*** MATERIAL FOR THIS EXERCISE Section Begins ***

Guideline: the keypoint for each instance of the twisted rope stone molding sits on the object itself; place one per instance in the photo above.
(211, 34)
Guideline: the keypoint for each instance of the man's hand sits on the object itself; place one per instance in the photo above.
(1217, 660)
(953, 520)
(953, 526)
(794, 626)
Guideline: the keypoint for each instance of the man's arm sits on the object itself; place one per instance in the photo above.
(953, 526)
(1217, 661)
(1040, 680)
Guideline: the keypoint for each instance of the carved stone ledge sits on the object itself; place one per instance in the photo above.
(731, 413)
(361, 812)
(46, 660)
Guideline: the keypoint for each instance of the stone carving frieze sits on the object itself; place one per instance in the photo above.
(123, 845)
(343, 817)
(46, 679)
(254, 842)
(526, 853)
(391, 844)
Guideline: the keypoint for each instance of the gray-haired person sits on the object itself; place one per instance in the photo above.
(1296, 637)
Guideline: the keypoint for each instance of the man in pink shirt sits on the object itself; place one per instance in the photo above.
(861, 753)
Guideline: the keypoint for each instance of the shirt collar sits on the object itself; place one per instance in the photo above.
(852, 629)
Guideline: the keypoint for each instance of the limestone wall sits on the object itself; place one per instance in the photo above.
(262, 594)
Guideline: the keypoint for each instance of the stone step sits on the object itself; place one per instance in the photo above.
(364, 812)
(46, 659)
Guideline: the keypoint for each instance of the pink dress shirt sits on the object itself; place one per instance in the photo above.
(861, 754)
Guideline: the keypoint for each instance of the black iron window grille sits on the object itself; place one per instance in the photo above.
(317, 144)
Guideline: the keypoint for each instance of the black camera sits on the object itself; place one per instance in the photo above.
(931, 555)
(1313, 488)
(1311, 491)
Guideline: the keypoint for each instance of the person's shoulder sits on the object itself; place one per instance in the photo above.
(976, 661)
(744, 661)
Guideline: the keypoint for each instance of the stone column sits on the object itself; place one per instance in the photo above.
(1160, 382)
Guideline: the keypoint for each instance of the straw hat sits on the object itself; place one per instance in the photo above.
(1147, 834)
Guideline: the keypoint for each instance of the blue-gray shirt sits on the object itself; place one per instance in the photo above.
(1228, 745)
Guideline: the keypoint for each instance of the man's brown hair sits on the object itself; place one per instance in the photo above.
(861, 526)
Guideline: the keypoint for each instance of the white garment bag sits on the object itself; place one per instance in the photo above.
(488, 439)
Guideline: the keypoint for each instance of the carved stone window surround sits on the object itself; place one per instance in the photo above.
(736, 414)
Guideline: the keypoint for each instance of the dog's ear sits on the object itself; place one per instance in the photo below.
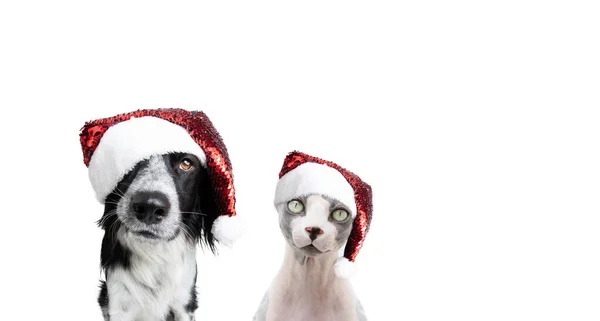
(206, 204)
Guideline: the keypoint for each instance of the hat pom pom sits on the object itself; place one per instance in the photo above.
(344, 268)
(227, 229)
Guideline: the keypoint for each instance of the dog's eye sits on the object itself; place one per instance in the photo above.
(339, 215)
(186, 164)
(295, 206)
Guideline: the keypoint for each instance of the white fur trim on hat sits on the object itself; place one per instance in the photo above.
(227, 229)
(344, 268)
(313, 178)
(125, 144)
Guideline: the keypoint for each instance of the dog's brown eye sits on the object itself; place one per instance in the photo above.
(186, 164)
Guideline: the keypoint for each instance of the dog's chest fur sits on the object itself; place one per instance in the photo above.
(157, 284)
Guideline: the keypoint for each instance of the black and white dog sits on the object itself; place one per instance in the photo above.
(153, 220)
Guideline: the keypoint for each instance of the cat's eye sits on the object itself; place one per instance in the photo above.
(186, 164)
(295, 206)
(339, 215)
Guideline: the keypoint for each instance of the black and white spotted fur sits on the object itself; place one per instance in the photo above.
(306, 287)
(149, 263)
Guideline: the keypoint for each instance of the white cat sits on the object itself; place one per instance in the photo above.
(315, 227)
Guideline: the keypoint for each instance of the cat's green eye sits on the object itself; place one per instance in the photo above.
(295, 206)
(339, 215)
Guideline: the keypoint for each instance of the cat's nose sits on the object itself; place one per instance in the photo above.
(313, 232)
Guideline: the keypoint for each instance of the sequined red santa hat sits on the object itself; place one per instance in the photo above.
(303, 174)
(113, 146)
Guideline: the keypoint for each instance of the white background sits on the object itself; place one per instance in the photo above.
(476, 123)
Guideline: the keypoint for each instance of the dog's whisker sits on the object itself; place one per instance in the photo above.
(194, 213)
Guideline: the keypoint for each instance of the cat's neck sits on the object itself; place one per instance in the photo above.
(311, 273)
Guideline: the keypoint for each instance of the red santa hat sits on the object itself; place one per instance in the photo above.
(113, 146)
(303, 174)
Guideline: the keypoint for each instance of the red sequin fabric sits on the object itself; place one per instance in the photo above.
(202, 132)
(363, 197)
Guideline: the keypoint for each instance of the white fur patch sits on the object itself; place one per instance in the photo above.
(344, 268)
(159, 278)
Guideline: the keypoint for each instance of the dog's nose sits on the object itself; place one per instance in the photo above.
(150, 207)
(313, 232)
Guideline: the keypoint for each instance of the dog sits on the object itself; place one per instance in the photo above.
(153, 221)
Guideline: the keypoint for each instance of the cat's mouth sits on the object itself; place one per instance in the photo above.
(312, 250)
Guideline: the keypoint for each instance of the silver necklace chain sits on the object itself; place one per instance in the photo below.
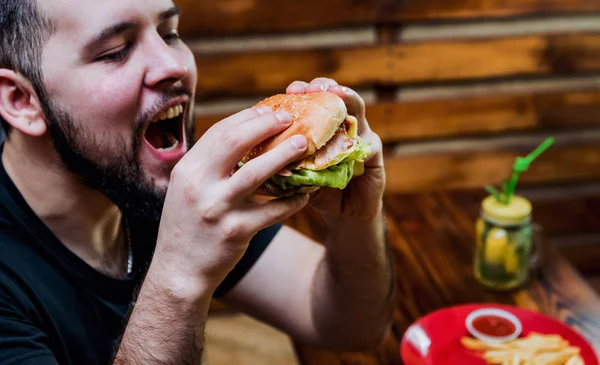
(129, 250)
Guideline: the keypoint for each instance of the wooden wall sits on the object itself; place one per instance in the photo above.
(456, 89)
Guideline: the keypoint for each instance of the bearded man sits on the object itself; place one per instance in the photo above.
(117, 230)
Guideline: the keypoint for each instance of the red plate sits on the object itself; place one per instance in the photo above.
(435, 338)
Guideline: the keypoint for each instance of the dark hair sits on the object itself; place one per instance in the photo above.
(23, 32)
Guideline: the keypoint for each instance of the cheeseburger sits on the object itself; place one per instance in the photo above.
(334, 155)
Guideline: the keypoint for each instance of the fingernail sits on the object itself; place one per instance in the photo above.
(298, 141)
(262, 110)
(283, 117)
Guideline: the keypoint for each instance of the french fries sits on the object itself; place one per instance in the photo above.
(534, 349)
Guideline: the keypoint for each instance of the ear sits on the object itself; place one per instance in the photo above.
(19, 105)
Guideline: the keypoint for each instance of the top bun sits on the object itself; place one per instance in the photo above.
(316, 116)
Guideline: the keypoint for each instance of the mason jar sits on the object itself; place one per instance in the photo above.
(505, 237)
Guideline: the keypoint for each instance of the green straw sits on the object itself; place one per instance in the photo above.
(522, 164)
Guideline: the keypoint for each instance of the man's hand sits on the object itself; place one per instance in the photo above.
(209, 216)
(362, 199)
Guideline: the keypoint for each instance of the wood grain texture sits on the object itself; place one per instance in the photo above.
(432, 240)
(400, 121)
(210, 18)
(414, 10)
(469, 169)
(247, 73)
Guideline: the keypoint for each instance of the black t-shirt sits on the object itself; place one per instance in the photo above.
(54, 308)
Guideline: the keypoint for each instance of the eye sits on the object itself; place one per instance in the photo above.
(117, 56)
(172, 36)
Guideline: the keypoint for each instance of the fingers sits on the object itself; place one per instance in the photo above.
(354, 103)
(317, 85)
(254, 173)
(274, 211)
(242, 117)
(320, 84)
(231, 143)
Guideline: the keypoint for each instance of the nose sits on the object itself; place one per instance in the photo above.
(166, 66)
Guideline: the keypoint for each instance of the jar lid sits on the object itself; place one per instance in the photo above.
(518, 211)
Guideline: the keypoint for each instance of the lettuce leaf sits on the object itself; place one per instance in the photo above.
(335, 176)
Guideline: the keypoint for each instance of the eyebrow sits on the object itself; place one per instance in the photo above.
(174, 11)
(108, 33)
(119, 28)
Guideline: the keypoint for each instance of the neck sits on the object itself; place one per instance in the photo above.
(84, 220)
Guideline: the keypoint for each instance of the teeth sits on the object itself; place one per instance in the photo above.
(172, 112)
(174, 146)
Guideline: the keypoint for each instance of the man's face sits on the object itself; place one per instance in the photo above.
(111, 69)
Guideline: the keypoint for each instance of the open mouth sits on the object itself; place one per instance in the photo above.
(165, 132)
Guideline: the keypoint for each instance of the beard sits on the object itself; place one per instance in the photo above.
(111, 166)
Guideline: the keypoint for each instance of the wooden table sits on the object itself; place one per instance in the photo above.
(432, 240)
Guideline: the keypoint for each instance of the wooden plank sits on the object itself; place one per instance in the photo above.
(470, 169)
(210, 18)
(396, 121)
(227, 74)
(456, 9)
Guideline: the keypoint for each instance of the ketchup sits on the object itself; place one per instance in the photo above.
(494, 326)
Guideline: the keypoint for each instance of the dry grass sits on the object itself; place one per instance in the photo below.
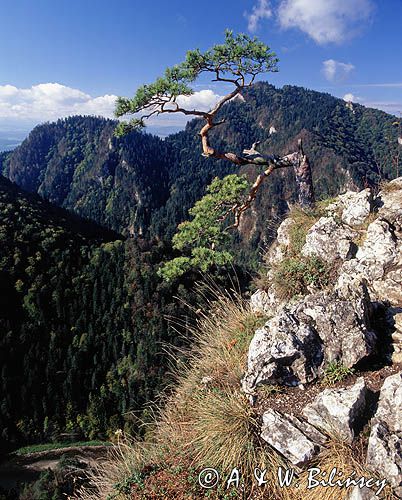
(341, 456)
(208, 422)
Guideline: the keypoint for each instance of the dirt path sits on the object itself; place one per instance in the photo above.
(27, 468)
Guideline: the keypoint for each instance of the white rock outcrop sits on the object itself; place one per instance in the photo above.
(337, 411)
(295, 439)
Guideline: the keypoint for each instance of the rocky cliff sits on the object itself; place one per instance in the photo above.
(327, 363)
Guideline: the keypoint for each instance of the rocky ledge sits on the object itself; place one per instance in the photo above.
(350, 327)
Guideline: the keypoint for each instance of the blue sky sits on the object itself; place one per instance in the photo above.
(61, 57)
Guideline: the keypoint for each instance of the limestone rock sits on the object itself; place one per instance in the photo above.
(389, 408)
(264, 301)
(337, 411)
(352, 207)
(329, 240)
(282, 352)
(300, 340)
(298, 441)
(363, 494)
(342, 325)
(384, 455)
(379, 262)
(356, 207)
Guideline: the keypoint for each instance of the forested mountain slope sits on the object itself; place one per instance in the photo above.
(143, 185)
(82, 319)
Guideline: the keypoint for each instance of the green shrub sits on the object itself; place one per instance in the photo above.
(293, 275)
(336, 372)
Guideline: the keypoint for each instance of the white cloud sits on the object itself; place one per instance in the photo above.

*** MATERIAL FOR THIS EXERCISE Section Ends ***

EXERCISE PROMPT: The line with "Guideline: the keypoint for each instance of the blue sky" through the last line of the data: write these out exactly, and no others.

RESULT:
Guideline: the keypoint for each instance of the blue sky sits on the object itself; place one per instance in the photo above.
(61, 57)
Guideline: the keypoint for each instance of the limestone rock sits on the object itself; place one per instance in the photo above.
(389, 408)
(264, 301)
(337, 411)
(352, 207)
(329, 240)
(282, 352)
(300, 340)
(298, 441)
(363, 494)
(342, 325)
(384, 455)
(379, 262)
(356, 207)
Guideline: the keypoint for each instance of the forested mountain slope sits on the object itself; place one per instance in the photo above.
(143, 185)
(82, 319)
Guideline: the keypoint for each instance of the green shrub sits on the object itself; place one per instance in the photo above.
(293, 275)
(336, 372)
Guideline: the keypoint for each instance of the white cloud sits on the object itself; place one per instance in the photo above.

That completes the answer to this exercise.